-- BEGIN EXCERPTED DATA --

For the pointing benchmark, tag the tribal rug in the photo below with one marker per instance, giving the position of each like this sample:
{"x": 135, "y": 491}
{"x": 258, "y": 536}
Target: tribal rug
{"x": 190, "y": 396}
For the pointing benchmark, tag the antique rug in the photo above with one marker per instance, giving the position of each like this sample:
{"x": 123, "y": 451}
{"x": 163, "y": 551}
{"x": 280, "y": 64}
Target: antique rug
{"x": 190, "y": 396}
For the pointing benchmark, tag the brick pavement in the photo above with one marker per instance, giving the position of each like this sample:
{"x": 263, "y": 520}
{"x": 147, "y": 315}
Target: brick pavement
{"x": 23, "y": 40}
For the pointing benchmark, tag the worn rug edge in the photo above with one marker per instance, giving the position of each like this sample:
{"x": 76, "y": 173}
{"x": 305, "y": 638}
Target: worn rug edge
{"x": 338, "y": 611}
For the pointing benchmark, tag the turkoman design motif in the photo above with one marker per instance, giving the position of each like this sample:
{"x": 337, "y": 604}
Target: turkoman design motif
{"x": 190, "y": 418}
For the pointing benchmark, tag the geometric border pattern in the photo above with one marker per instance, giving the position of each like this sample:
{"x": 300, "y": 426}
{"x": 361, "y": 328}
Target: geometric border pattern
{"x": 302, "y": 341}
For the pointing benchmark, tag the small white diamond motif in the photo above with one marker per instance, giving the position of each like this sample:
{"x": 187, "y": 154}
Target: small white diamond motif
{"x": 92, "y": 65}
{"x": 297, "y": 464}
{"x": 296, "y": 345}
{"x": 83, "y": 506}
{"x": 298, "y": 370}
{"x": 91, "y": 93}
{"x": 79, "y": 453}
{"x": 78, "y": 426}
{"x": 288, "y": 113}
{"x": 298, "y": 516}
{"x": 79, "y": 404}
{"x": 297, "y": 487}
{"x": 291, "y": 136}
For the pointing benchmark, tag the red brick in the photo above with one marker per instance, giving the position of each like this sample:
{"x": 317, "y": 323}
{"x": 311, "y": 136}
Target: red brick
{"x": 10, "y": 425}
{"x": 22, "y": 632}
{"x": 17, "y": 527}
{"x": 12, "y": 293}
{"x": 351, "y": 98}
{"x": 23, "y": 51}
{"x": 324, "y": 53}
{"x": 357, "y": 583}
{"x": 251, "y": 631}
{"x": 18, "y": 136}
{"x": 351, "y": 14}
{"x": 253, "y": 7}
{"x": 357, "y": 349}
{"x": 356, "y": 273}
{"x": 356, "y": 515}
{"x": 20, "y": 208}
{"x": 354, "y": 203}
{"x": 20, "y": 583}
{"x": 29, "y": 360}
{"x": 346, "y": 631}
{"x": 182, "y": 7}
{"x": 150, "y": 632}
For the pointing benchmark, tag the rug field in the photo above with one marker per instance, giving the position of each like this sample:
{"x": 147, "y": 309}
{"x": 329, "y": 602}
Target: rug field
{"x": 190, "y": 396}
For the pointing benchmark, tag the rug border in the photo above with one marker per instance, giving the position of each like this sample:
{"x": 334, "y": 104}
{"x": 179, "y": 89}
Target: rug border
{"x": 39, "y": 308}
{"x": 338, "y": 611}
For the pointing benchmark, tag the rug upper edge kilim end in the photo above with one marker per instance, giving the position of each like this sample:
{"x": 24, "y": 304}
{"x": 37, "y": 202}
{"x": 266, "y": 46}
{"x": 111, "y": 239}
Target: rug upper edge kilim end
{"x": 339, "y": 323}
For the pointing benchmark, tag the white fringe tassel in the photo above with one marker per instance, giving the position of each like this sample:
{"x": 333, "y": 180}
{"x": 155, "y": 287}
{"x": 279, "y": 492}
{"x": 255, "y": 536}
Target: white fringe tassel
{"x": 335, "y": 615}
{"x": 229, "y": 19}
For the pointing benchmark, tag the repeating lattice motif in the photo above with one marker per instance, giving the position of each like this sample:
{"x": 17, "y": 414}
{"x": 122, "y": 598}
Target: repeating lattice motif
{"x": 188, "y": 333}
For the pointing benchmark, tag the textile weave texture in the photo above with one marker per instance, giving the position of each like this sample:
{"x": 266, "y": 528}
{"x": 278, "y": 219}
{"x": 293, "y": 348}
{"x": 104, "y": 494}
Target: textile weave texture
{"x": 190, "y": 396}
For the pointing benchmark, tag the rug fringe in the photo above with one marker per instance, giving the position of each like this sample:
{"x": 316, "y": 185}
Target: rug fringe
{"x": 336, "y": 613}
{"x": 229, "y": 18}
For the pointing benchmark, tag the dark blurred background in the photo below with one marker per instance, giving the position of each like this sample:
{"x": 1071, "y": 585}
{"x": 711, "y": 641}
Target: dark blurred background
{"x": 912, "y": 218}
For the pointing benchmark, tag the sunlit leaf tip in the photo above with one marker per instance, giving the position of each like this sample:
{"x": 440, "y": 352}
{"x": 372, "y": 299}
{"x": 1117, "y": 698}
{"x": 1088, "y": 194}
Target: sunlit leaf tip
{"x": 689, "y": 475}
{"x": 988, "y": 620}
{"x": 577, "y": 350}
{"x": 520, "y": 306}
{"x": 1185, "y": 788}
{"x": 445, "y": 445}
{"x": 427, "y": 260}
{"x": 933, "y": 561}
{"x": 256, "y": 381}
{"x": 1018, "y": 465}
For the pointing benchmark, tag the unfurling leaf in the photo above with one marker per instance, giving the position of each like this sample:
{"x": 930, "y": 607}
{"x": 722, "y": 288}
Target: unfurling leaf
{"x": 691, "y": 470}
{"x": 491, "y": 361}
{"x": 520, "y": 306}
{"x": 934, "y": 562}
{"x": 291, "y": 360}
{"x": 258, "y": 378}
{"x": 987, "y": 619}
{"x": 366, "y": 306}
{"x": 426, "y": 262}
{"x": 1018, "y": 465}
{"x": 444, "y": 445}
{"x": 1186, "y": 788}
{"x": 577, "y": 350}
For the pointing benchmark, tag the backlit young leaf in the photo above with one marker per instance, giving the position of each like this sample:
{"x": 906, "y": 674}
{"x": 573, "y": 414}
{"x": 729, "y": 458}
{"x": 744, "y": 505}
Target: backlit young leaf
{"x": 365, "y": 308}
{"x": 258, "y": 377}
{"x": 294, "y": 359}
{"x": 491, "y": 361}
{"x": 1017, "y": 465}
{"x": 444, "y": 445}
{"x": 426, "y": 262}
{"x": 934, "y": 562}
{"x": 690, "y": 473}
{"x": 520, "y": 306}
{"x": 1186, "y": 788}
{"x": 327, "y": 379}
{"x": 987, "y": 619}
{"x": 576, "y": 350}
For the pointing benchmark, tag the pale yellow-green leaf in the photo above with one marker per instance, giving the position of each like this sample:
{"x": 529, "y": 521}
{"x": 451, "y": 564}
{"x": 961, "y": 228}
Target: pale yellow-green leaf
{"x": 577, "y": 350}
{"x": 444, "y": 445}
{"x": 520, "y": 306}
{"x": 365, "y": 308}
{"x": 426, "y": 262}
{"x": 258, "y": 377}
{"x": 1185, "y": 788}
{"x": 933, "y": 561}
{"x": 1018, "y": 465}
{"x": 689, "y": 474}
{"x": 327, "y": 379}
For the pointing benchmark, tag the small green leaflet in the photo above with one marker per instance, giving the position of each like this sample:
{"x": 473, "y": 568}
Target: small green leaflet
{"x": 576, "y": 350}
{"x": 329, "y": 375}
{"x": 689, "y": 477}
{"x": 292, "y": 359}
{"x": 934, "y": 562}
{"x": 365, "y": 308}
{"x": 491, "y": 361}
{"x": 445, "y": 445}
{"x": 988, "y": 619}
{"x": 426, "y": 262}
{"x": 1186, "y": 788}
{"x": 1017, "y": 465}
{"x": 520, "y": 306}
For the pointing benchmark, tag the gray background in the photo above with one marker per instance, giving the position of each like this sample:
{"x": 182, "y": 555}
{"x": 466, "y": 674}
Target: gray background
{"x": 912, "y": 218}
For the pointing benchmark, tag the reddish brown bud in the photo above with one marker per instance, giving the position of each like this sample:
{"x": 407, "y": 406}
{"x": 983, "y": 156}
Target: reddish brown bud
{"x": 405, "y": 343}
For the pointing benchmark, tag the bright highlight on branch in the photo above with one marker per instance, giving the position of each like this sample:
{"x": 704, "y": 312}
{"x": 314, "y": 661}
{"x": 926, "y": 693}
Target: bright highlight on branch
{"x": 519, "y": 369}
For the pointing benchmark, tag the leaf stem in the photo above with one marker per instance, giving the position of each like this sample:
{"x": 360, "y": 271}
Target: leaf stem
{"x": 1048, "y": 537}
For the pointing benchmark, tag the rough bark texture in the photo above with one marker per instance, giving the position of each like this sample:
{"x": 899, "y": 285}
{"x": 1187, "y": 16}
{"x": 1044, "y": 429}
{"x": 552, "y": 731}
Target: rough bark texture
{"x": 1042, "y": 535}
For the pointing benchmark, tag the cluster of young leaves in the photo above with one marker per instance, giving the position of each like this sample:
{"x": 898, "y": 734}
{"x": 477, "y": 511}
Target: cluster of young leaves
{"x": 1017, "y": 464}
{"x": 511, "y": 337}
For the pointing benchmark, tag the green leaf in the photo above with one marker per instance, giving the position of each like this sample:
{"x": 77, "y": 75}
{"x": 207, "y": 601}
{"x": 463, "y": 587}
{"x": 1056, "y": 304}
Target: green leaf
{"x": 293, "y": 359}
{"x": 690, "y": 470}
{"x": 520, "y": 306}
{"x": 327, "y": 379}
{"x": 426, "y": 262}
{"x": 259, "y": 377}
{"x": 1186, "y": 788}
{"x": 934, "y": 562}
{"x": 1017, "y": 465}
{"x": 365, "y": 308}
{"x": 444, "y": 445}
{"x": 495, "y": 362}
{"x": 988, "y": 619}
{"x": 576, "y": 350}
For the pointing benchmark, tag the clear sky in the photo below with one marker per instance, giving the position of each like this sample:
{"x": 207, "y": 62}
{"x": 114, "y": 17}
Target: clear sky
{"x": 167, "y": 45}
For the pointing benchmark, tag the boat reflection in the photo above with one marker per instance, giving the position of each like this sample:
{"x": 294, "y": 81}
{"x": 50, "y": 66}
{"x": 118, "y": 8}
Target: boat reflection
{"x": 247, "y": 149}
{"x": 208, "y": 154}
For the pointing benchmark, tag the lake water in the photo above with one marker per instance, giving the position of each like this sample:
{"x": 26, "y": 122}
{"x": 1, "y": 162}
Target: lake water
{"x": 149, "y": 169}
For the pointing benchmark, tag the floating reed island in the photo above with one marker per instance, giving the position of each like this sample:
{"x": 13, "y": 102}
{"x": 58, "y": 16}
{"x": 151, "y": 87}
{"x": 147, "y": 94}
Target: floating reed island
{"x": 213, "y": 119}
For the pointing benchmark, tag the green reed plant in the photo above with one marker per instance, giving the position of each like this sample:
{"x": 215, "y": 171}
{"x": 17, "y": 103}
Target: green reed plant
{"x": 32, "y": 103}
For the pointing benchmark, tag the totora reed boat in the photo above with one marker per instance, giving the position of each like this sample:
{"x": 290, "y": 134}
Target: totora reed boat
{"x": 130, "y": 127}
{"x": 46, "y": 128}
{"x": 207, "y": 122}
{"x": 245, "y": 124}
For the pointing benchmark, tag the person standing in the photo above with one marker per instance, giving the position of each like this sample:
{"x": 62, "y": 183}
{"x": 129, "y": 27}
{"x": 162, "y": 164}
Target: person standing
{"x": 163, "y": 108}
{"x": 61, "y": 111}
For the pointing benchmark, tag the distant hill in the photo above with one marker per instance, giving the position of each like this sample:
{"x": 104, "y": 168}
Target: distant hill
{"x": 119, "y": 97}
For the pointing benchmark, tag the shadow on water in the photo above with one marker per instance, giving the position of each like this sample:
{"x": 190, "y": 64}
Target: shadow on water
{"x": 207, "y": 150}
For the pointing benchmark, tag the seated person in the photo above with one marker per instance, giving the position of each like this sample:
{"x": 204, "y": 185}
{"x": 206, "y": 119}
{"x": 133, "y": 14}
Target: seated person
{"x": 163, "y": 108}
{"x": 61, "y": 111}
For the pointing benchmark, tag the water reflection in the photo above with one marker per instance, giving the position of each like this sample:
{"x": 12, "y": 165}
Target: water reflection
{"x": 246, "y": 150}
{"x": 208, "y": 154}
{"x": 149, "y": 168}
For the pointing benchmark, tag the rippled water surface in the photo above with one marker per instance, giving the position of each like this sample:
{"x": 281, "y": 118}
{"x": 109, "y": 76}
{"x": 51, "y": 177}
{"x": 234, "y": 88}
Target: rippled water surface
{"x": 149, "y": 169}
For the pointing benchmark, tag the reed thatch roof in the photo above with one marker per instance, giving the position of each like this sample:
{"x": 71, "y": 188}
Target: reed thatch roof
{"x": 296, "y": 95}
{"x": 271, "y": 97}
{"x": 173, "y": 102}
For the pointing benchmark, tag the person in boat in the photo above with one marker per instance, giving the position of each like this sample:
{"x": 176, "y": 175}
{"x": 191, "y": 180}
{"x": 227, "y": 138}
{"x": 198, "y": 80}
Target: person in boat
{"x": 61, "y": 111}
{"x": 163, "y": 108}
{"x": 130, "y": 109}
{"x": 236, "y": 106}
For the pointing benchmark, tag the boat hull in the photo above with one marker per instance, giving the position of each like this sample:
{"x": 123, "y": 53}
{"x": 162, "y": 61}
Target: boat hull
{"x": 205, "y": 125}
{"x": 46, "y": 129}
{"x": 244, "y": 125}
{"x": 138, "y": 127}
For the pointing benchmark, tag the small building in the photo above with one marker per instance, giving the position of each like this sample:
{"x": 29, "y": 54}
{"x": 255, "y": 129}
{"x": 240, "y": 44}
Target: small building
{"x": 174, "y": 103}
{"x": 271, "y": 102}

-- END EXCERPTED DATA --

GOAL OF THE EXERCISE: Retype only the lines running from the line with "For the pointing benchmark, tag the distant" to the end of the listing, including both of those lines.

RESPONSE:
For the pointing benchmark, tag the distant hill in the photo above with one marker per instance, giving the position of each like this sample:
{"x": 104, "y": 168}
Target: distant hill
{"x": 119, "y": 97}
For the pointing benchmark, tag the shadow on water in the photo above with one marker per instance, giving the position of each like this sample:
{"x": 190, "y": 64}
Target: shadow on water
{"x": 207, "y": 150}
For the pointing benchmark, tag the seated person in the photo above with one marker per instance, giving the position of each like this sample:
{"x": 204, "y": 185}
{"x": 206, "y": 119}
{"x": 133, "y": 14}
Target: seated person
{"x": 163, "y": 108}
{"x": 61, "y": 111}
For the pointing benchmark, tag the water reflection in the photo above with one marker per instance, giving the position of each like this sample:
{"x": 12, "y": 165}
Target: water reflection
{"x": 246, "y": 150}
{"x": 208, "y": 154}
{"x": 149, "y": 168}
For the pointing benchmark, tag the rippled water surface in the photo above with one marker per instance, giving the position of each like this sample:
{"x": 281, "y": 118}
{"x": 109, "y": 76}
{"x": 51, "y": 177}
{"x": 234, "y": 88}
Target: rippled water surface
{"x": 149, "y": 169}
For the pointing benchmark, tag the reed thatch roof in the photo above with one marker per instance, giving the position of each like this sample:
{"x": 71, "y": 188}
Target: reed thatch roof
{"x": 296, "y": 95}
{"x": 271, "y": 97}
{"x": 173, "y": 102}
For the pointing benchmark, tag the person in boat in the photo above with one marker per instance, giving the position of each like this sample:
{"x": 176, "y": 175}
{"x": 191, "y": 180}
{"x": 227, "y": 138}
{"x": 198, "y": 80}
Target: person in boat
{"x": 61, "y": 111}
{"x": 163, "y": 108}
{"x": 130, "y": 109}
{"x": 236, "y": 106}
For the pointing benchmark, tag the boat hull in the photo above with one marker per instance, giving the position of each like this sample:
{"x": 123, "y": 53}
{"x": 162, "y": 61}
Target: boat hull
{"x": 205, "y": 125}
{"x": 46, "y": 129}
{"x": 244, "y": 125}
{"x": 138, "y": 127}
For the pointing benchmark, tag the small building in the photo above with one marker per instance, giving the position of each like this sample:
{"x": 29, "y": 54}
{"x": 255, "y": 129}
{"x": 240, "y": 44}
Target: small building
{"x": 174, "y": 103}
{"x": 271, "y": 102}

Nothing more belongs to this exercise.